* Written tasks *
1. Translate this sentence from the Bash += answer below into French: "The syntax += may be used in different ways:"
2. Write the next part of the Bash += answer below, picking up right after its last line.

* Quoted passage *
----

As this question stand specifically for Bash, my first part of the answer would present different ways of doing this properly:

+=: Append to variable

The syntax += may be used in different ways:

Append to string var+=...

(Because I am frugal, I will only use two variables foo and a and then re-use the same in the whole answer. ;-)

a=2
a+=4
echo $a
24

Using the Stack Overflow question syntax,

foo="Hello"
foo+=" World"
echo $foo
Hello World

works fine!

Append to an integer ((var+=...))

variable a is a string, but also an integer

echo $a
24
((a+=12))
echo $a
36

Append to an array var+=(...)

Our a is also an array of only one element.

echo ${a[@]}
36

a+=(18)

----

* Provided data *
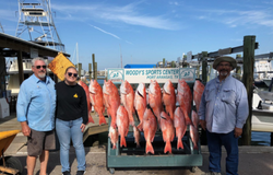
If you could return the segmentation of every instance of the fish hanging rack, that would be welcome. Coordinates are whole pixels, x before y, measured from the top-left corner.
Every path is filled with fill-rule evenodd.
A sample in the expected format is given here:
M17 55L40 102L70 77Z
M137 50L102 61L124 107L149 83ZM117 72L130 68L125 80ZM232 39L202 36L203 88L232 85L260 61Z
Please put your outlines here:
M189 84L193 88L193 84ZM134 116L135 118L135 116ZM191 114L190 114L191 118ZM108 124L111 122L109 117ZM138 124L139 121L135 121ZM109 129L108 129L109 130ZM177 138L171 142L171 152L164 153L165 143L162 138L162 132L157 131L152 142L155 154L145 153L145 139L141 132L140 148L134 143L132 127L130 126L128 136L126 137L127 148L120 148L120 137L117 142L117 149L112 150L110 138L108 138L106 148L106 167L114 174L115 168L146 168L146 167L189 167L191 172L195 172L197 166L202 166L203 158L201 154L200 139L198 149L193 150L193 142L190 138L189 126L182 138L183 150L177 150Z

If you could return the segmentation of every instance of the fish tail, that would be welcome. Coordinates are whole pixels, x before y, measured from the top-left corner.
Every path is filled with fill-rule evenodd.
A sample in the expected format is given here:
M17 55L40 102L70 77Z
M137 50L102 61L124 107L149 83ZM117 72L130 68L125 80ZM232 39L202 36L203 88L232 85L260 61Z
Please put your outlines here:
M116 144L112 144L112 148L111 148L112 150L116 150L117 149L117 145Z
M146 142L146 154L151 152L152 154L154 154L154 148L152 145L152 143L150 141Z
M98 124L99 124L99 125L102 125L102 124L107 125L107 122L106 122L106 119L105 119L104 115L100 115L100 116L99 116L99 121L98 121Z
M166 145L165 145L165 149L164 149L164 153L171 153L171 145L170 145L170 141L166 141Z
M198 150L198 144L194 144L194 145L193 145L193 150Z
M139 131L143 131L143 125L142 125L142 122L140 122L136 128L139 129Z
M185 117L185 119L186 119L186 125L192 125L192 121L191 121L189 115L186 114L185 116L186 116L186 117Z
M124 145L124 147L127 147L127 144L126 144L126 137L120 137L120 147L122 147L122 145Z
M94 119L92 118L92 115L91 115L91 114L88 115L88 122L95 124L95 121L94 121Z
M132 114L129 117L129 125L131 125L132 127L134 126L134 119Z
M177 140L178 140L178 142L177 142L177 150L179 150L179 148L183 149L183 142L182 142L182 140L181 139L177 139Z

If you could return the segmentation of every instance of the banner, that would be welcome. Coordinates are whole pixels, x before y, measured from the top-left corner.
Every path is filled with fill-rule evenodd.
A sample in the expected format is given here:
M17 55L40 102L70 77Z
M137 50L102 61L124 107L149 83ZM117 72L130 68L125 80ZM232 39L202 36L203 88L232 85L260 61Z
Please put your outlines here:
M170 80L177 83L178 79L185 79L186 82L195 81L194 68L153 68L153 69L108 69L108 80L114 83L121 83L127 80L129 83L150 83L156 80L158 83L165 83Z

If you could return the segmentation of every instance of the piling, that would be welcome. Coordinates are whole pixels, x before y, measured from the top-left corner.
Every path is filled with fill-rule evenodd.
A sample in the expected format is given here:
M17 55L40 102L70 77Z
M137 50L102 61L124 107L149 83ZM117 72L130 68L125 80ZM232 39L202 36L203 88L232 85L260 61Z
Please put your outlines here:
M92 79L92 63L88 63L90 80Z
M206 83L207 81L207 51L202 51L202 82Z
M19 70L19 83L20 85L24 81L24 72L23 72L23 58L22 58L22 51L17 51L17 70Z
M253 97L253 71L254 71L254 48L256 36L244 37L244 75L242 83L247 89L249 116L242 128L241 144L251 144L251 118L252 118L252 97Z
M82 75L82 63L78 63L78 74L79 74L79 78L81 78L81 75Z
M93 63L93 79L95 79L95 54L92 54L92 63Z

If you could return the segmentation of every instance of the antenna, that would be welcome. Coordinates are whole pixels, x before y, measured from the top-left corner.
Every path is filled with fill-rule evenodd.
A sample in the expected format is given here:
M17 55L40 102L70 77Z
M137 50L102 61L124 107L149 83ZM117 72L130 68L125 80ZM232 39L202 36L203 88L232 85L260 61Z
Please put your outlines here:
M121 54L121 46L120 46L120 44L119 44L119 48L120 48L120 63L121 63L120 68L122 68L122 54Z
M2 26L2 24L0 23L0 28L2 30L2 32L4 33L4 31L3 31L3 26Z
M24 1L17 0L19 22L15 36L66 52L54 23L50 0L38 0L40 3Z

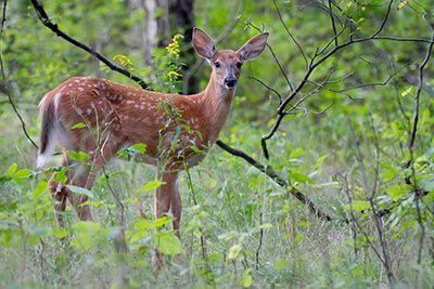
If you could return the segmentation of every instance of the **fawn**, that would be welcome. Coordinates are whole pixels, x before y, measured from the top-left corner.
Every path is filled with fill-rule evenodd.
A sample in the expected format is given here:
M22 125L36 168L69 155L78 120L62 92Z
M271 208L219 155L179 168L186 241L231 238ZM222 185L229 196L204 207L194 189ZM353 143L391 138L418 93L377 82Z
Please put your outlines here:
M58 144L63 149L62 166L69 167L67 183L90 189L100 167L119 148L143 143L145 154L141 160L156 166L163 182L155 193L154 215L161 218L171 210L173 227L179 232L178 172L199 163L216 142L234 97L241 66L264 51L267 38L268 32L264 32L238 51L217 51L213 39L194 28L192 44L213 71L206 89L193 95L145 91L94 77L66 80L39 104L42 128L37 166L44 165ZM82 150L91 162L75 161L68 158L67 150ZM50 181L50 188L59 222L66 199L80 220L92 219L86 196L74 196L54 180Z

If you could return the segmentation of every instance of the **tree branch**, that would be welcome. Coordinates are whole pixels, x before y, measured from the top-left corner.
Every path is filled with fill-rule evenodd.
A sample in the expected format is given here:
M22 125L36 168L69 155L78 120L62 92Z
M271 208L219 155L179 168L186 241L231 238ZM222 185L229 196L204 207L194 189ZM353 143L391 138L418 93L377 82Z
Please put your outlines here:
M38 2L38 0L30 0L30 1L31 1L31 4L34 5L34 8L36 10L36 13L38 14L39 19L42 22L42 24L46 27L48 27L51 31L53 31L56 36L65 39L66 41L68 41L69 43L76 45L77 48L80 48L80 49L89 52L94 57L97 57L100 62L102 62L103 64L108 66L112 70L115 70L115 71L128 77L129 79L136 81L143 89L151 90L151 84L146 83L140 77L131 74L127 69L125 69L122 66L115 64L114 62L112 62L111 60L108 60L107 57L105 57L104 55L102 55L101 53L95 51L94 49L81 43L80 41L78 41L78 40L72 38L71 36L66 35L65 32L63 32L61 29L59 29L58 24L54 24L54 23L51 22L49 15L47 14L47 12L43 9L43 6Z

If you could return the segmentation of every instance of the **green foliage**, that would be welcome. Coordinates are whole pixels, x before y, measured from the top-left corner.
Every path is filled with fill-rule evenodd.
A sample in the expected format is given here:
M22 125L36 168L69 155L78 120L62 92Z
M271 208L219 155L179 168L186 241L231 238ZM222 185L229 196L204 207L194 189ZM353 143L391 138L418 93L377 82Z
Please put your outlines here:
M182 35L183 27L174 27L170 36L164 36L167 38L164 43L168 44L156 49L154 66L145 67L142 44L133 32L143 23L145 12L127 5L132 1L41 2L67 34L152 81L155 90L174 93L181 90L182 53L189 44L181 42L177 34ZM194 2L197 26L214 37L225 35L227 25L235 19L218 49L238 49L257 34L251 24L259 28L264 24L270 32L269 43L290 80L294 84L303 79L305 61L279 22L273 1L245 1L242 10L233 1ZM8 4L1 52L13 97L33 139L37 139L40 124L36 113L38 102L63 80L77 75L98 75L137 86L42 27L28 1ZM284 24L307 56L330 41L333 36L330 15L319 9L327 2L277 1L277 4ZM365 36L372 34L384 16L384 1L345 0L339 4L343 9L334 9L334 13L340 17L352 15L355 31ZM432 31L422 18L431 21L432 13L426 16L422 13L430 10L430 1L394 2L383 34L429 39ZM157 9L158 16L164 13ZM340 43L349 34L345 30ZM250 76L271 86L282 96L288 95L289 87L269 50L243 66L233 113L221 139L272 166L281 178L332 215L350 218L354 213L359 225L356 231L354 223L318 220L255 168L212 148L200 166L180 175L181 239L170 228L170 215L155 221L152 218L153 191L164 185L155 181L153 169L126 161L114 161L106 167L110 184L125 206L128 251L122 259L117 250L122 231L119 208L105 176L98 179L91 191L68 186L74 195L89 197L95 219L79 222L68 205L65 225L59 226L53 212L59 203L51 197L48 181L53 178L65 184L68 167L35 170L34 148L22 134L10 105L0 103L0 287L114 287L125 267L130 286L138 288L156 283L157 287L197 288L386 287L386 272L372 248L373 245L381 253L372 213L373 209L387 209L390 212L381 223L396 286L431 288L434 283L432 61L421 94L412 167L405 166L411 160L408 131L418 64L425 49L420 42L371 41L343 49L324 62L310 80L321 83L334 71L329 89L320 90L288 115L269 141L270 160L260 157L259 139L273 124L279 100ZM360 83L383 82L398 69L386 86L340 92ZM201 88L204 88L209 69L200 66L199 70L203 70ZM298 96L314 89L316 84L308 82ZM329 105L332 106L318 114ZM177 119L177 111L169 103L162 104L159 109ZM175 122L178 130L174 146L181 130L191 130L186 123ZM354 133L348 122L353 123ZM78 122L72 129L85 127L86 123ZM360 141L359 147L355 136ZM357 148L365 170L356 157ZM144 144L133 144L118 155L133 160L145 152ZM91 165L90 156L84 152L69 152L68 156L84 166ZM413 186L406 183L408 178L416 180L422 196L417 196ZM370 197L375 183L371 200L376 207L372 208ZM143 207L146 216L138 216L138 207ZM420 222L425 235L418 264ZM167 270L158 279L152 266L154 249L167 255Z

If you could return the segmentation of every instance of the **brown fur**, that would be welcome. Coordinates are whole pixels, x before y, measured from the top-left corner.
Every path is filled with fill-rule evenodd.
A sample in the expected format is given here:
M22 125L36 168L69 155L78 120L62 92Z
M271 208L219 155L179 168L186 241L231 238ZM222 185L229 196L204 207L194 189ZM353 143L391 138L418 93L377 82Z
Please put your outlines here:
M267 37L268 34L261 34L239 51L216 51L209 36L194 29L193 45L209 61L213 73L206 89L193 95L144 91L94 77L66 80L41 101L40 155L49 154L48 147L59 144L64 149L63 165L69 166L68 183L90 189L99 167L113 158L120 147L144 143L144 160L157 166L158 176L165 183L156 189L155 218L171 209L174 228L179 229L182 206L178 171L199 163L216 142L234 96L234 89L226 86L226 78L238 79L241 63L259 55ZM165 109L165 104L179 115L174 117L173 110ZM80 122L86 127L77 127ZM175 142L177 127L183 129ZM88 166L75 163L66 154L71 149L88 153L92 162ZM55 182L51 182L50 187L60 202L56 205L59 220L66 198L76 207L81 220L91 219L89 206L84 205L86 196L74 197Z

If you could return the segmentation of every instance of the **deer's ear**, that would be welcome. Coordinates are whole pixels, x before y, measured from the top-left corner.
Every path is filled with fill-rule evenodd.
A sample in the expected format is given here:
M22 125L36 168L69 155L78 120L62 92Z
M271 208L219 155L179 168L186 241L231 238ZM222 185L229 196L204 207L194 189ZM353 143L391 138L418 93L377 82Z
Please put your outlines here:
M217 52L214 40L204 30L194 27L192 39L193 48L199 55L208 61L214 57Z
M267 45L268 32L251 38L239 49L238 53L243 62L252 61L259 56Z

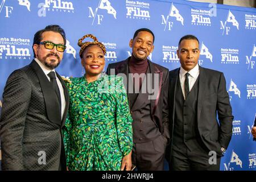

----

* Results for each task *
1. La syntaxe += peut être utilisée de différentes manières :

2.
echo ${a[@]}
36 18
echo ${a[0]}
36
echo ${a[1]}
18

Note that between parentheses, there is a space separated array. If you want to store a string containing spaces in your array, you have to enclose them:

a+=(one word "hello world!" )
bash: !": event not found

Hmm.. this is not a bug, but a feature... To prevent bash to try to develop !", you could:

a+=(one word "hello world"! 'hello world!' $'hello world\041' hello\ world\!)

declare -p a
declare -a a='([0]="36" [1]="18" [2]="one" [3]="word" [4]="hello world!" [5]="h
ello world!" [6]="hello world!" [7]="hello world!")'

Where 6 fields (one, word and 4 x hello world!), where added to array ${ar[@]} which already contained 38 and 18.

printf: Re-construct variable using the builtin command

The printf builtin command gives a powerful way of drawing string format. As this is a Bash builtin, there is a option for sending formatted string to a variable instead of printing on stdout:

echo ${a[@]}
36 18 one word hello world! hello world! hello world!

There are seven strings in this array. So we could build a formatted string containing exactly seven positional arguments:

printf -v a "%s./.%s...'%s' '%s', '%s'=='%s'=='%s'" "${a[@]}"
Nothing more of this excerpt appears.